The lecture entitled "Why Corporate Globalization
& Free Markets Are Not the Answer," Robin Hahnel, professor
of economics at American University, said all countries benefit
as a whole from trade liberalization, but prefers a "bottoms
up" form of globalization that stresses sustainability and
equality.
Those supporting the idea that the expansion of
market activity and free trade causes efficiency gains and enhances
the rate of growth in the global economy "got a free pass and
nobody got to grade the exam," he told students.
Since the 1970s, the gross national product per
capita has declined in six of seven regions that were included in
a study conducted by the Organization for Economic Cooperation and
Development, according to Angus Maddison, an economist quoted by
Hahnel in the lecture.
Maddison also found gross domestic product per
capita in those seven regions was cut in half from 1973 to 1992.
"Relative to other countries, we [in the United
States] have been immune to globalization," Hahnel said. "That
is why we are less vociferous than those of Brazil, India, etcetera.
"However, the majority of Americans are being
harmed by the happenings of the market today. The average real wage
for Americans has not risen at all," he added.

Supplied information -
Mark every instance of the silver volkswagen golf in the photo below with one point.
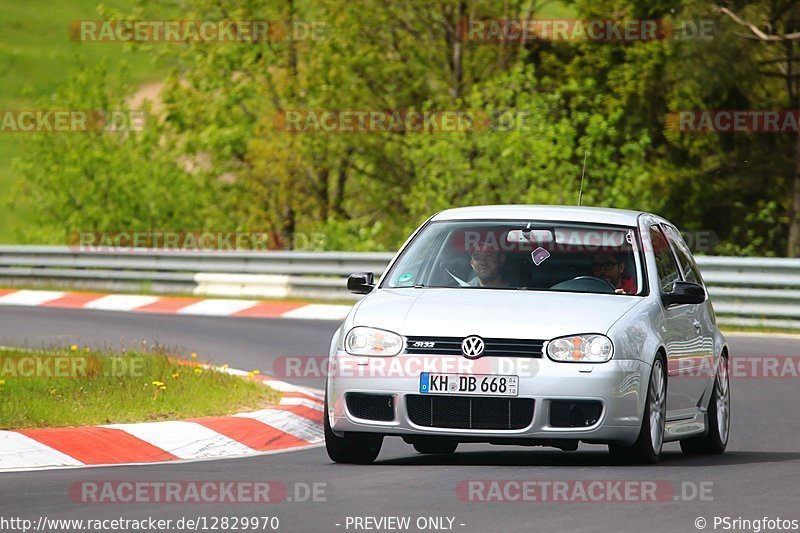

Requirements -
A – In the lecture report, write out the passage starting with "Since the 1970s, the" and going on through "1973 to 1992.".
B – According to the lecture report, at which university is Robin Hahnel a professor of economics?

Set of answers -
A –
Since the 1970s, the gross national product per
capita has declined in six of seven regions that were included in
a study conducted by the Organization for Economic Cooperation and
Development, according to Angus Maddison, an economist quoted by
Hahnel in the lecture.
Maddison also found gross domestic product per
capita in those seven regions was cut in half from 1973 to 1992.

B – American University